> [Requirement] Print the lines below verbatim, starting at the line that contains "Would you be able to mark the step" and stopping after the last line.

* start Dataset *

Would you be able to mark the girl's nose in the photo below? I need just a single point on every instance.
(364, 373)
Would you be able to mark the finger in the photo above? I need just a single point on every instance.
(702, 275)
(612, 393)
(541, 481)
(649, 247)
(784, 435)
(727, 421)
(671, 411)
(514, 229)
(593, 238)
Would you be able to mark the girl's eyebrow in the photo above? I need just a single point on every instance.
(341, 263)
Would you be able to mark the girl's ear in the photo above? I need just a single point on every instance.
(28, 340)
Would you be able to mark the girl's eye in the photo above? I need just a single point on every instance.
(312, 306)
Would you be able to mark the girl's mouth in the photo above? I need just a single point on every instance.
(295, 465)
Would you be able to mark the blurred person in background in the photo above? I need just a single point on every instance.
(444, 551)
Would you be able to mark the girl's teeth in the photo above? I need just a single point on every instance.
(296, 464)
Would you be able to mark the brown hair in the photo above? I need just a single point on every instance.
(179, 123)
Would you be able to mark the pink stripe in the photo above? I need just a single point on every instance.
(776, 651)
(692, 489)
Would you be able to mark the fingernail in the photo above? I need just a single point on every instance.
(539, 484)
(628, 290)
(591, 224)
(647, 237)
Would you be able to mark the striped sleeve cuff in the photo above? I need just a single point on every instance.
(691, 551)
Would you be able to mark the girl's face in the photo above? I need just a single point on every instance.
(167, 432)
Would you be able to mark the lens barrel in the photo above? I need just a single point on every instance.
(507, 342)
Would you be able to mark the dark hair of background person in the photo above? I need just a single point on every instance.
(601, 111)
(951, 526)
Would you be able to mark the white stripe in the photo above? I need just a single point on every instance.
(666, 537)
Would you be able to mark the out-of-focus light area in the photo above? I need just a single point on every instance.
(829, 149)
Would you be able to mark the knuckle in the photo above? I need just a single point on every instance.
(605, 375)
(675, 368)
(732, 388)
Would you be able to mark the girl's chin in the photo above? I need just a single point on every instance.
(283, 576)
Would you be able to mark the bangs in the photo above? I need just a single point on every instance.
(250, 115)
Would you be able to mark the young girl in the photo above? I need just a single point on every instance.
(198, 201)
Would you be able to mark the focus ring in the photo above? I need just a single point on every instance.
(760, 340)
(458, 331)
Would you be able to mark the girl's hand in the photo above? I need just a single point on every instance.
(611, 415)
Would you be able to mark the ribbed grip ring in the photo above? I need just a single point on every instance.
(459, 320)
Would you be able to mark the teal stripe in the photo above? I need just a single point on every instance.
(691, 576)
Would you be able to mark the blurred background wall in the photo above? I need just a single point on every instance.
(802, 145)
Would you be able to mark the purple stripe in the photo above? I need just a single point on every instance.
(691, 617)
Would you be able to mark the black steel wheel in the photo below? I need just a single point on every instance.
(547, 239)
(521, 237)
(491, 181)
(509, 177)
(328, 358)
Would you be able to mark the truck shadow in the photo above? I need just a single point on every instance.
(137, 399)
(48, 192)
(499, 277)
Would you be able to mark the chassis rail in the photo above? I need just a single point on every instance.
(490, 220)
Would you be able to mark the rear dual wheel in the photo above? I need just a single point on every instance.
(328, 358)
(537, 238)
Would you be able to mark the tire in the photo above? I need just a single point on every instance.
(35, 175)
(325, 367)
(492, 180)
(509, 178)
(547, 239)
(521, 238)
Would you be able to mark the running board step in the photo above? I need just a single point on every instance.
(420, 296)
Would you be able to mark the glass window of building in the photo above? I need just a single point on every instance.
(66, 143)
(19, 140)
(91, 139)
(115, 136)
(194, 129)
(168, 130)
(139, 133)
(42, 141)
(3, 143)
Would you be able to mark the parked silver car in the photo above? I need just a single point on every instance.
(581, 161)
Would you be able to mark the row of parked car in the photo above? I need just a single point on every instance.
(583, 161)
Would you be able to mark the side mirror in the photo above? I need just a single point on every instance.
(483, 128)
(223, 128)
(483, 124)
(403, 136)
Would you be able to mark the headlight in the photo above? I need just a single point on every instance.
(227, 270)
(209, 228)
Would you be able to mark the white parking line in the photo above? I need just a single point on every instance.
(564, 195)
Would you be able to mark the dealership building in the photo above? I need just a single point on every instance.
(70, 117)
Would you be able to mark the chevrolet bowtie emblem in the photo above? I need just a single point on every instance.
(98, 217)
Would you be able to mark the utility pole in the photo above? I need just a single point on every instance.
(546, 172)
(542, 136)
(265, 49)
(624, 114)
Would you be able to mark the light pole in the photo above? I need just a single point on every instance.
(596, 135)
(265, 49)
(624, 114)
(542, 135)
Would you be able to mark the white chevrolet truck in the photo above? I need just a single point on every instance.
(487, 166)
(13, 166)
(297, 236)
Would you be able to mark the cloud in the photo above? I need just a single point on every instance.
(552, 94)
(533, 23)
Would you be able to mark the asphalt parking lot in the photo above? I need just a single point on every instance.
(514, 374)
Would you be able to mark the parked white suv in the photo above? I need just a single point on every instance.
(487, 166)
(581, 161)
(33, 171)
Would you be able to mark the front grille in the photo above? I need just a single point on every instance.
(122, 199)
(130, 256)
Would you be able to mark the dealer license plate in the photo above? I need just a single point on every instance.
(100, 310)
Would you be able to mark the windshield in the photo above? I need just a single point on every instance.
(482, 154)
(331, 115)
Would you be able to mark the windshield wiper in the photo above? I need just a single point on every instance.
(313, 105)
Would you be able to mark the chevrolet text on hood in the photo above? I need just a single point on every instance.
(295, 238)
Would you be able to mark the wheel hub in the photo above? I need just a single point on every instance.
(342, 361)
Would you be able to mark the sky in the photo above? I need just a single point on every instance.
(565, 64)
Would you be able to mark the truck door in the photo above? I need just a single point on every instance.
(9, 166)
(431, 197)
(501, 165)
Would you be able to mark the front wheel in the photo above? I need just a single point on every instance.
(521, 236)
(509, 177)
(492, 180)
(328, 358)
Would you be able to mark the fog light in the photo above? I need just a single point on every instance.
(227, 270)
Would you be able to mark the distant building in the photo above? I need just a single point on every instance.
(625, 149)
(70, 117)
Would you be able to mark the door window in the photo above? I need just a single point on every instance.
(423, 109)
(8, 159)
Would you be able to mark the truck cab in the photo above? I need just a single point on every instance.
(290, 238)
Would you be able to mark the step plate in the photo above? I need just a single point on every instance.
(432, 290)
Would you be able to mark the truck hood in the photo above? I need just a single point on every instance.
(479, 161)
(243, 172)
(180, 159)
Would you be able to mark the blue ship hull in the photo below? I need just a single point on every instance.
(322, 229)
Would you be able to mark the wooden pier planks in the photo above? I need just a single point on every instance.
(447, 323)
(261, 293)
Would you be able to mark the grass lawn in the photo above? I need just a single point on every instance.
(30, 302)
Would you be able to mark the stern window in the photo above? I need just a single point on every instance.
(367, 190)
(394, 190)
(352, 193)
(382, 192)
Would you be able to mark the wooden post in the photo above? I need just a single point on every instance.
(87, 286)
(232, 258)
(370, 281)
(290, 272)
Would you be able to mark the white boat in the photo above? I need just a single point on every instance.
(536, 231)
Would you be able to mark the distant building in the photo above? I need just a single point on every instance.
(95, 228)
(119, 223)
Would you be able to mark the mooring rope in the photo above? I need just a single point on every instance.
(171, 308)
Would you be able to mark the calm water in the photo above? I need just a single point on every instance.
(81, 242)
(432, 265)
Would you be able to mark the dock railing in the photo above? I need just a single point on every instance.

* end Dataset *

> [Exercise response]
Would you be able to mark the step plate in the photo above? I need just a single point on every instance.
(432, 290)
Would you be able to mark the truck hood in the photo above? I need just a single point on every instance.
(479, 161)
(243, 172)
(180, 159)
Would you be able to mark the blue ship hull in the photo below? I need just a single point on every instance.
(322, 229)
Would you be able to mark the wooden pier planks in the photo above? I need just a single point on every instance.
(447, 323)
(261, 293)
Would you be able to mark the grass lawn in the photo above? I need just a single point on every instance.
(30, 302)
Would you be able to mark the stern window in the photo above? I need just a single point on every instance.
(367, 190)
(394, 190)
(352, 193)
(382, 192)
Would you be able to mark the wooden post in the photo above? I need just a single point on every instance.
(87, 286)
(232, 258)
(370, 281)
(290, 272)
Would you be able to mark the white boat in the photo above? I need just a single point on every instance.
(536, 231)
Would you be able to mark the distant building in the photo above? I need just a single point on every instance.
(95, 228)
(119, 223)
Would you be able to mark the mooring rope in the photo above? I need just a single point on every instance.
(171, 308)
Would you be able to mark the calm water in the photo above? I need just a single point on every instance.
(81, 242)
(432, 265)
Would you be able to mark the dock railing in the photo above? I need just a single point on every instance.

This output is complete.